§ Source text:
Googlebot blocked (by robot.txt)

Hey, i launched my site 2 days ago and connected it to google search console. However the sitemap verification didn’t went through (http error) I specifically allowed it in the robots.txt & doublechecked head code + that all pages are included.

https://www.keinemaklerei.at/robots.txt
https://www.keinemaklerei.at/sitemap.xml

it looks like the site is blocked for bots - however I cannot explain why? I would be really greatful if someone could help me figure this out. :slight_smile:

Thank you so much, cheers, Constantin

Your robot.txt is wrong try

User-agent: *
Disallow:

Hi Janne, are you sure? Am i getting this wrong?

https://www.robotstxt.org/robotstxt.html

Im very sure, but do not add /

ahh thank you - missunderstood that completely. :see_no_evil: I updated it and checked with the following url, however still no luck :-/ Any ideas why?

https://search.google.com/test/mobile-friendly

That is a mobile test. Go to Google search console and ad your url

I did that too. in search console, I deleted the old sitemap, where the http error shows. Then I added it again, however the same error shows up.

i did the live test in google search console, it states the url is not available to google.


!“URL not available”
!“Crawling not allowed”

Did you republish webflow after your change?

§ Supplied data:
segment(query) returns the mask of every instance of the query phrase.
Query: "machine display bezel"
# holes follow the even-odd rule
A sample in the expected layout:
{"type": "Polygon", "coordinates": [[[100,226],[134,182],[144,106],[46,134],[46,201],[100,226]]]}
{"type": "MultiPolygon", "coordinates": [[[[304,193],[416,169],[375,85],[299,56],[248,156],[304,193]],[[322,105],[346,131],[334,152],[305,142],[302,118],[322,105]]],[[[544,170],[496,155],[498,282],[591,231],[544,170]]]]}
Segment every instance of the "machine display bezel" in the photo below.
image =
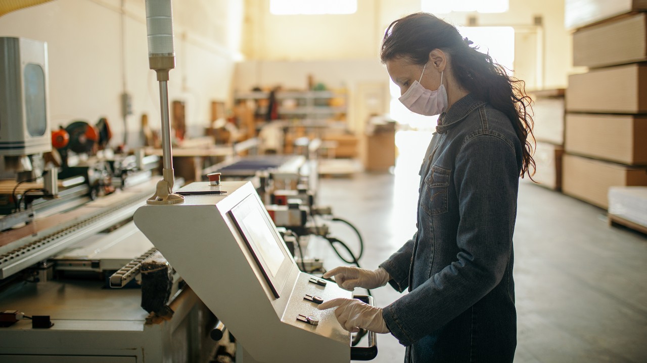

§ Tasks to perform:
A – Copy out the whole forum thread about Googlebot being blocked, word for word.
B – Rewrite the entry that follows the forum thread so that "machine display bezel" becomes "monitor frame" wherever it occurs, leaving everything else unchanged. Leave the picture out.

§ Results for each task:
A –
Googlebot blocked (by robot.txt)

Hey, i launched my site 2 days ago and connected it to google search console. However the sitemap verification didn’t went through (http error) I specifically allowed it in the robots.txt & doublechecked head code + that all pages are included.

https://www.keinemaklerei.at/robots.txt
https://www.keinemaklerei.at/sitemap.xml

it looks like the site is blocked for bots - however I cannot explain why? I would be really greatful if someone could help me figure this out. :slight_smile:

Thank you so much, cheers, Constantin

Your robot.txt is wrong try

User-agent: *
Disallow:

Hi Janne, are you sure? Am i getting this wrong?

https://www.robotstxt.org/robotstxt.html

Im very sure, but do not add /

ahh thank you - missunderstood that completely. :see_no_evil: I updated it and checked with the following url, however still no luck :-/ Any ideas why?

https://search.google.com/test/mobile-friendly

That is a mobile test. Go to Google search console and ad your url

I did that too. in search console, I deleted the old sitemap, where the http error shows. Then I added it again, however the same error shows up.

i did the live test in google search console, it states the url is not available to google.


!“URL not available”
!“Crawling not allowed”

Did you republish webflow after your change?

B –
segment(query) returns the mask of every instance of the query phrase.
Query: "monitor frame"
# holes follow the even-odd rule
A sample in the expected layout:
{"type": "Polygon", "coordinates": [[[100,226],[134,182],[144,106],[46,134],[46,201],[100,226]]]}
{"type": "MultiPolygon", "coordinates": [[[[304,193],[416,169],[375,85],[299,56],[248,156],[304,193]],[[322,105],[346,131],[334,152],[305,142],[302,118],[322,105]]],[[[544,170],[496,155],[498,282],[591,231],[544,170]]]]}
Segment every instance of the "monitor frame" in the photo below.
image =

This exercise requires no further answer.